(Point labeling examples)
● ● ● ●
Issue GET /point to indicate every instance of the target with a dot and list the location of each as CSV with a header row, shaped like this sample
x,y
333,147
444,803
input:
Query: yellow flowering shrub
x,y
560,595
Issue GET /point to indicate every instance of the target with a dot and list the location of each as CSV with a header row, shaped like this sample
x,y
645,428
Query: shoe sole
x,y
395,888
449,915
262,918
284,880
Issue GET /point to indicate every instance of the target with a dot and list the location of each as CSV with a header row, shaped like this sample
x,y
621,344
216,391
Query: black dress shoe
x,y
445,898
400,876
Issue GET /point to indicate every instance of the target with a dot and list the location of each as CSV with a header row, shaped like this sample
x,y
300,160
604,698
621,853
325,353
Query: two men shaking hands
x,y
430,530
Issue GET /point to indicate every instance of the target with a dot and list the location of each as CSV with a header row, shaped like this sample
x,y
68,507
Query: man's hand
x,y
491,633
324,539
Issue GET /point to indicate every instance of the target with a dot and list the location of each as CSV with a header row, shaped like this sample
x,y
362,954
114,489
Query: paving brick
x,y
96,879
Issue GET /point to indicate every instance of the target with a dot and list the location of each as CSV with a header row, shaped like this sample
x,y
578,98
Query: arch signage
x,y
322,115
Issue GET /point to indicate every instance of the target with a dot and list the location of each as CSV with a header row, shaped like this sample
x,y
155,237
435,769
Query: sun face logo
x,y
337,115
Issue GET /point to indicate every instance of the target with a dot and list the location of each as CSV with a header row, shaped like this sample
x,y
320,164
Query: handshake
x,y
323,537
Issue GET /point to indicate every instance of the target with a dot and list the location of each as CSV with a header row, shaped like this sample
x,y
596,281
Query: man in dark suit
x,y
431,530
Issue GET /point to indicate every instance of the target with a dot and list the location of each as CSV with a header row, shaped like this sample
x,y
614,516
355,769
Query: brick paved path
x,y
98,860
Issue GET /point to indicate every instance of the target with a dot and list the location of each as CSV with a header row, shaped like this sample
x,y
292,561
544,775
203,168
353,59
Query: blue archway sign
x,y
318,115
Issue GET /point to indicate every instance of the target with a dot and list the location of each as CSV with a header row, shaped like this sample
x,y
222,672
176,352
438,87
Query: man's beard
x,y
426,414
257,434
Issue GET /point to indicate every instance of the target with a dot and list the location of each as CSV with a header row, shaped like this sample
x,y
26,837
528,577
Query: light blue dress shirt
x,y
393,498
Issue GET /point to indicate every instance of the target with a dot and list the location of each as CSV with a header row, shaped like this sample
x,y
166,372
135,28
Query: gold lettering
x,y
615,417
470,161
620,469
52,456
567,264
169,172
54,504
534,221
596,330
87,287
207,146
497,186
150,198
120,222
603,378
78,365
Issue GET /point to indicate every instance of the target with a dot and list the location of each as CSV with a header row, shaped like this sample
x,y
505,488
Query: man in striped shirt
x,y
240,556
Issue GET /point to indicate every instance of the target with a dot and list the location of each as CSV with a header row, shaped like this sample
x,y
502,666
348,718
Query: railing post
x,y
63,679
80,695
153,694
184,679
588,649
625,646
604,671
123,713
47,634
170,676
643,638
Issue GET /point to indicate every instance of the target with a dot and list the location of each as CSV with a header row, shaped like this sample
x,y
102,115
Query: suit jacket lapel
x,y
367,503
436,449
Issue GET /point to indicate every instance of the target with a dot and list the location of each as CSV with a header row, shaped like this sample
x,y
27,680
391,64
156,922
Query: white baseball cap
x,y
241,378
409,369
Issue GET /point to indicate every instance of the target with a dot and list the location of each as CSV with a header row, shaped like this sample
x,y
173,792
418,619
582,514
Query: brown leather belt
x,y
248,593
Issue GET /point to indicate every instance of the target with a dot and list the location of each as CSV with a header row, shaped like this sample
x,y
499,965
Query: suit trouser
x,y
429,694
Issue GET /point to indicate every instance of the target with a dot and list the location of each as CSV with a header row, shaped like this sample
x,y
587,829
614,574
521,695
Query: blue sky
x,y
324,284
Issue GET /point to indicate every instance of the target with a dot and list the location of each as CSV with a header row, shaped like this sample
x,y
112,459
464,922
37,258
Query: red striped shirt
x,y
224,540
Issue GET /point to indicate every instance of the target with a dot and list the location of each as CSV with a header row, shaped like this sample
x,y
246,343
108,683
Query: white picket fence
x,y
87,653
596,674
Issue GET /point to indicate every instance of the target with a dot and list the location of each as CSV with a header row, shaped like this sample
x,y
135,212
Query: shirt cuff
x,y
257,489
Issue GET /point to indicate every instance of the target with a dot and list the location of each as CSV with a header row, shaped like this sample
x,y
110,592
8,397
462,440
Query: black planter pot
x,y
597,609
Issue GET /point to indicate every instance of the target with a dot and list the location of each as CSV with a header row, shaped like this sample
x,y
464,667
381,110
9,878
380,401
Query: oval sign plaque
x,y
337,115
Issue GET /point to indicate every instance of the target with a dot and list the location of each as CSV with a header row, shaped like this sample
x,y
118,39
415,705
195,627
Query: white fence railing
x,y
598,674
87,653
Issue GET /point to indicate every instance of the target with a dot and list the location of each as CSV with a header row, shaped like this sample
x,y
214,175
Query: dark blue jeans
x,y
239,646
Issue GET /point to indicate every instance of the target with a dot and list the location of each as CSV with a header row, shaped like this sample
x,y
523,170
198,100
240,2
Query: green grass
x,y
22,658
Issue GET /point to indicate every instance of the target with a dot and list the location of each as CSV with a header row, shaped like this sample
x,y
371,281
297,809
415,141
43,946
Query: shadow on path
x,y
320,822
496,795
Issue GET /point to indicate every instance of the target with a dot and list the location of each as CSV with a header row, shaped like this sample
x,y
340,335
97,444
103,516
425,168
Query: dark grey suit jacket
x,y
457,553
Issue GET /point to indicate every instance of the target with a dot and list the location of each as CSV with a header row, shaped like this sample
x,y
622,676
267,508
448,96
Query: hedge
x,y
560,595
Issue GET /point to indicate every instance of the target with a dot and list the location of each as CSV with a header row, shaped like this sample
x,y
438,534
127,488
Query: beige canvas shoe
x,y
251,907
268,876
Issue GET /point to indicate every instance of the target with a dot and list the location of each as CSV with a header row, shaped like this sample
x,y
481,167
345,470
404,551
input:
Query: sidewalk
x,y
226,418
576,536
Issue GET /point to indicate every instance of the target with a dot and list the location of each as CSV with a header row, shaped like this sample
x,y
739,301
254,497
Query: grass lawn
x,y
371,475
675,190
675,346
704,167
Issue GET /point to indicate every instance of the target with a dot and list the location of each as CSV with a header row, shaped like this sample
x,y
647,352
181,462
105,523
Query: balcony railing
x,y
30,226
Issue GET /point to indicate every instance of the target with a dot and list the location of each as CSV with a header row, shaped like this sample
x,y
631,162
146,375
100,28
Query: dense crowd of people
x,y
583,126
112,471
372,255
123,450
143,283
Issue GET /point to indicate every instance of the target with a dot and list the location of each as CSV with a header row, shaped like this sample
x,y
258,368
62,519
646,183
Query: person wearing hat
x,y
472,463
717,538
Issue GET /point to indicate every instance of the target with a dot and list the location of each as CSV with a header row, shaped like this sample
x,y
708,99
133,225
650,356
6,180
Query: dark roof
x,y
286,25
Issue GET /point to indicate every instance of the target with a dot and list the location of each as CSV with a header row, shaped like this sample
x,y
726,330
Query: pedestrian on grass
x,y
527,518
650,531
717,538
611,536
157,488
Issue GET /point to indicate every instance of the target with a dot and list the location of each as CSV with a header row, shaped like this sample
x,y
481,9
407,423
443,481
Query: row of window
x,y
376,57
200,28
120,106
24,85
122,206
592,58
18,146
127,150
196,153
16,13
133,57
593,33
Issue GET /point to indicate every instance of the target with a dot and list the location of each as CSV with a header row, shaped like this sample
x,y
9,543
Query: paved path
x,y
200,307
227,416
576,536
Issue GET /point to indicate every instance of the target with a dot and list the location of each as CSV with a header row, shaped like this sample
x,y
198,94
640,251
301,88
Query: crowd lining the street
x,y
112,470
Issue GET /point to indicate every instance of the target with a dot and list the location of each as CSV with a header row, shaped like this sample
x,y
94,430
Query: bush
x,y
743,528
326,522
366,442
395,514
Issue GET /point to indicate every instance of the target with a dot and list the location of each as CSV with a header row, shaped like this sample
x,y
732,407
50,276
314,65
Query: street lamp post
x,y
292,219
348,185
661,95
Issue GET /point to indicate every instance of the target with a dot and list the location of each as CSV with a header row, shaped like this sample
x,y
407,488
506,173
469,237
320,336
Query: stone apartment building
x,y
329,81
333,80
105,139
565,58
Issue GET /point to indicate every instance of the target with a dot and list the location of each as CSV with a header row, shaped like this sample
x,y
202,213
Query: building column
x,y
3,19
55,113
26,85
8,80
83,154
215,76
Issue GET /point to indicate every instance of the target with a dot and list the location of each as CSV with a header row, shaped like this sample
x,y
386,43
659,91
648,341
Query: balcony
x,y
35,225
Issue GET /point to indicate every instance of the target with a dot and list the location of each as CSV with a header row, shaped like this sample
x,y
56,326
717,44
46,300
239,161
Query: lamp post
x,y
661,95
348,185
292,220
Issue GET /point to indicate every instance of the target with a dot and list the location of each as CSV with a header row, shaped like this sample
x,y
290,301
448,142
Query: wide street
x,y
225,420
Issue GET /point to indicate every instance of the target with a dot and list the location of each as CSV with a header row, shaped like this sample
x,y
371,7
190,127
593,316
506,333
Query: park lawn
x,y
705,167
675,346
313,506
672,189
● ● ● ●
* **Task instructions**
Gather every line in the rows that contains the string "white" and copy each one out. Match case exactly.

* **Right answer**
Query: white baseball cap
Query: white picket fence
Query: white fence railing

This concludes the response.